■ GOAL:
Print all of the entries exactly, minus the pictures.

>>>>>

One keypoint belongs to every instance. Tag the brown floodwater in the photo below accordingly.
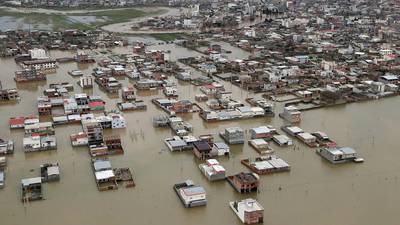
(314, 192)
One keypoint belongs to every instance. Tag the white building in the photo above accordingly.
(118, 121)
(38, 53)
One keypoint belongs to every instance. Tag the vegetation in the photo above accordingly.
(59, 21)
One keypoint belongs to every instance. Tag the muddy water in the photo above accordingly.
(314, 192)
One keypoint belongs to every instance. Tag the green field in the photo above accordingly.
(60, 21)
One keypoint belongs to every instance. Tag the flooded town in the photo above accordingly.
(199, 112)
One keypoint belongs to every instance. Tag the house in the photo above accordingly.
(6, 147)
(338, 154)
(176, 143)
(244, 182)
(220, 148)
(35, 142)
(212, 170)
(266, 165)
(261, 146)
(79, 139)
(233, 135)
(249, 211)
(104, 175)
(202, 150)
(31, 189)
(118, 121)
(282, 140)
(50, 172)
(190, 194)
(263, 132)
(291, 114)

<<<<<

■ ANSWER TO THE PROBLEM:
One keypoint belongs to every instance. Tag the brown floodwater in the photo below accordingly.
(314, 192)
One keypoint belongs to every instance. Tag the white building in the photo above accordingly.
(118, 121)
(38, 53)
One keypoint belongs to every instance. Tag the vegetation in the photo above accordingly.
(59, 21)
One keypoint belongs to every instance. Tag the muddy water in the photo above accordingly.
(314, 192)
One keypoint belongs to every instance. Tag the green field in the photo above accordingly.
(60, 21)
One keypoint belongs to every instance. Tag the flooded town in the photo above accordingly.
(199, 112)
One keypoint belongs to every instance. Tag the house in the photo above accordingly.
(6, 147)
(338, 154)
(176, 143)
(244, 182)
(220, 148)
(35, 142)
(212, 170)
(266, 165)
(261, 146)
(79, 139)
(233, 135)
(249, 211)
(104, 175)
(202, 150)
(31, 189)
(118, 121)
(282, 140)
(50, 172)
(190, 194)
(263, 132)
(291, 114)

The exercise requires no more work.